**WHAT YOU ARE ASKED TO DO**: Return every record exactly as written.
Top of DATA LISTING
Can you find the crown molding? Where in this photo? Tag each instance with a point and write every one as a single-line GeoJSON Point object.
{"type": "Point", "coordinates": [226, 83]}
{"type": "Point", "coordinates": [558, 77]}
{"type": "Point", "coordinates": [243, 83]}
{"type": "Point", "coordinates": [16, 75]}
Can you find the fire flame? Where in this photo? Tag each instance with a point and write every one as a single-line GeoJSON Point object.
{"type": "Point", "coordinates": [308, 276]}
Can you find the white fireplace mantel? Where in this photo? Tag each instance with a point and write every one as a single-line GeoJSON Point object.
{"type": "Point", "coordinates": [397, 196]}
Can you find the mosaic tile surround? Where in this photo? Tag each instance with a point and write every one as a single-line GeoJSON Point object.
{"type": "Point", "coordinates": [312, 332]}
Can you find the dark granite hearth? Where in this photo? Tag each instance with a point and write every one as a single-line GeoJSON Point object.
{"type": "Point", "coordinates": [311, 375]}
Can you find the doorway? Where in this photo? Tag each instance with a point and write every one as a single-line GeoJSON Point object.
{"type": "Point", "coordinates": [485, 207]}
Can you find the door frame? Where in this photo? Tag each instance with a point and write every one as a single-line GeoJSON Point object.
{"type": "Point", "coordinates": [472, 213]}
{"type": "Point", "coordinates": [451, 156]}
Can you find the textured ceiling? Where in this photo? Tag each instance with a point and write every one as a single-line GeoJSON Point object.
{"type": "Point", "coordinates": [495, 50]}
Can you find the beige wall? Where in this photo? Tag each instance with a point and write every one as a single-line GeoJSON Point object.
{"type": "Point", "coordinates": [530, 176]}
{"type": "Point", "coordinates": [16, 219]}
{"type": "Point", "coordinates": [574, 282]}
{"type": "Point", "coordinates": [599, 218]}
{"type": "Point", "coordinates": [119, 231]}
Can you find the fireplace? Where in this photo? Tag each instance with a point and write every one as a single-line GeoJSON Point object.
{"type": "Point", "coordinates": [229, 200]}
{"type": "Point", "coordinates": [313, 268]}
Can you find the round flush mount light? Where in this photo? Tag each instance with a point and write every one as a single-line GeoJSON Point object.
Bottom of DATA LISTING
**YOUR RESPONSE**:
Can you find the crown molding? Where in this photo? Tag each instance with a point and write every one as a single-line GeoJSON Point object.
{"type": "Point", "coordinates": [226, 83]}
{"type": "Point", "coordinates": [558, 77]}
{"type": "Point", "coordinates": [243, 83]}
{"type": "Point", "coordinates": [16, 75]}
Can you find the fire flame? Where in this photo? Tag each instance with a point and write every one as a single-line GeoJSON Point object.
{"type": "Point", "coordinates": [308, 276]}
Can you find the white fireplace mantel? Where in this photo? Tag each instance with a point and write every one as a single-line GeoJSON Point object.
{"type": "Point", "coordinates": [397, 196]}
Can you find the mosaic tile surround? Where in this photo? Tag each instance with a point and write every one as a single-line GeoJSON Point object.
{"type": "Point", "coordinates": [312, 332]}
Can you find the dark granite hearth? Where in this photo? Tag each instance with a point and write every one as a single-line GeoJSON Point object.
{"type": "Point", "coordinates": [311, 375]}
Can you find the doorway? Where in this photo? Tag each instance with a point and write every one as a single-line GeoJSON Point object.
{"type": "Point", "coordinates": [485, 207]}
Can you find the door frame? Where in this photo? Tag each instance with a point and write every one as a single-line GeoJSON Point object.
{"type": "Point", "coordinates": [472, 213]}
{"type": "Point", "coordinates": [451, 156]}
Can you find the textured ceiling? Where in this photo? Tag each instance with a point and write every one as a single-line GeoJSON Point object.
{"type": "Point", "coordinates": [495, 50]}
Can you find the beige wall? Where in this photo? Tag each instance with a point and write every one as a single-line GeoJSON Point object.
{"type": "Point", "coordinates": [530, 176]}
{"type": "Point", "coordinates": [16, 219]}
{"type": "Point", "coordinates": [574, 282]}
{"type": "Point", "coordinates": [599, 218]}
{"type": "Point", "coordinates": [119, 231]}
Can you find the fireplace? Where in this photo? Tag each instance with a point and write every one as a single-line GeoJSON Point object.
{"type": "Point", "coordinates": [229, 200]}
{"type": "Point", "coordinates": [313, 268]}
Can you find the round flush mount light? Where in this photo? Tag each instance with a point and write every one as a single-line GeoJSON Point object.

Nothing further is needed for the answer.